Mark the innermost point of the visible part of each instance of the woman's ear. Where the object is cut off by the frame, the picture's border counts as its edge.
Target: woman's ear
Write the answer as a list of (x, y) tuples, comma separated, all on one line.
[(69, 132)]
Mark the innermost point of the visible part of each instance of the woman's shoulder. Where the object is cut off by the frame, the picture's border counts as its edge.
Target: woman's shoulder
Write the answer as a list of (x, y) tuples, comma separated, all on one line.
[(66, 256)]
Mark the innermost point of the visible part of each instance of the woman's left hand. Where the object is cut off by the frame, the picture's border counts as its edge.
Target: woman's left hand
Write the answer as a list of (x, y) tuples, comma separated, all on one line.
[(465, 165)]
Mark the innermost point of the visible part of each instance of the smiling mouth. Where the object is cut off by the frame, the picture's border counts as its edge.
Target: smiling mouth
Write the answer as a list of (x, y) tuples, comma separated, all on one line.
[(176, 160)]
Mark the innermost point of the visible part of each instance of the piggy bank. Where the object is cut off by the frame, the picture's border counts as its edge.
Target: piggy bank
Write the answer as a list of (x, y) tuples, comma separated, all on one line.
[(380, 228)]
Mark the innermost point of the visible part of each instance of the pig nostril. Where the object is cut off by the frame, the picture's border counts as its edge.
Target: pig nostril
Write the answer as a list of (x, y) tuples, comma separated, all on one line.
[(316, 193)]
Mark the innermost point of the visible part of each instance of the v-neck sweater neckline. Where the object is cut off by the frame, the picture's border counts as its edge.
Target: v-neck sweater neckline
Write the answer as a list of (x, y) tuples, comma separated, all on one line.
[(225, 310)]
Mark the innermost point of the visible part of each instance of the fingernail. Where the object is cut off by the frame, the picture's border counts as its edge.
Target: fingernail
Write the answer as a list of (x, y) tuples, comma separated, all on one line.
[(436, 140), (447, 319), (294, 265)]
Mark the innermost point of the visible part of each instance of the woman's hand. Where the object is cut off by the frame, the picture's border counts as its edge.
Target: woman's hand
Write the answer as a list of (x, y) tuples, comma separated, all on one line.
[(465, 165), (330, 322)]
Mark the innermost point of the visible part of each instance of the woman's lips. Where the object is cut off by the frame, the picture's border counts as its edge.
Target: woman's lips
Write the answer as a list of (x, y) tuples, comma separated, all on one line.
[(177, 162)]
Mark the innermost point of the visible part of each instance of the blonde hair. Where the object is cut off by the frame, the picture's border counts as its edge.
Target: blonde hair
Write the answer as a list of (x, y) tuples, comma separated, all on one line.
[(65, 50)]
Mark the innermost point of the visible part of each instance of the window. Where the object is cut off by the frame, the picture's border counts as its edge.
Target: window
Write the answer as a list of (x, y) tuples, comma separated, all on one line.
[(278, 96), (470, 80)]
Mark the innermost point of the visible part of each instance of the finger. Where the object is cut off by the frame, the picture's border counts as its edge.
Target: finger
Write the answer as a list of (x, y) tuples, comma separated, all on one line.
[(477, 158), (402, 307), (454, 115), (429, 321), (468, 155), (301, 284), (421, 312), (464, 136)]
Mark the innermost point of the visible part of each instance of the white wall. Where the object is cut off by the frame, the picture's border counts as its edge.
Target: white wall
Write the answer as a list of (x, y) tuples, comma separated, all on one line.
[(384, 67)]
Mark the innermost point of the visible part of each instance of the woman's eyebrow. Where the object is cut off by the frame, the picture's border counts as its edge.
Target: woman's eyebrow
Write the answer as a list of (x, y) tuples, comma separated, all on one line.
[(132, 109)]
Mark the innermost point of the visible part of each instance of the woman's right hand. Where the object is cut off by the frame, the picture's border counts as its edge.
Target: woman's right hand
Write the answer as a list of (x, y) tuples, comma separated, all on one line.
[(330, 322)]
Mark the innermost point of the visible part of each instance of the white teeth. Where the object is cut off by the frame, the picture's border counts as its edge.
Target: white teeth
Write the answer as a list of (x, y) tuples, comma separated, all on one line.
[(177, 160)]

→ Your objective
Please rescale the items starting at the line that contains "of the fingernail." and ending at the line that contains "[(177, 162)]". Write out only those lines, each one in full, with every coordinate in the answers multiplied by 0.2 and rounded to a whole number, halves going up.

→ Written response
Mark the innermost point of the visible part of each instance of the fingernail. Where the object is cut off by the frame, the picture's border counts as its edge.
Target: fingernail
Write the answer as a list of (x, y) tuples, comma separated, all on one line.
[(87, 28), (89, 64), (59, 53)]
Mark the innermost point of the visible part of each instance of the woman's hand. Where the object is cut off by the frame, the picture's border counts as its edge.
Target: woman's hand
Write the answer as a list of (x, y) tuples, comma separated, all on one line.
[(93, 33), (66, 64)]
Mark the innermost point of the visible part of each instance of the woman's lips. Where the object is cut off by the frame, the picture's border counts as its edge.
Target: woman's lips
Write the answer as a list of (x, y) tuples, comma separated, all on one line.
[(35, 32)]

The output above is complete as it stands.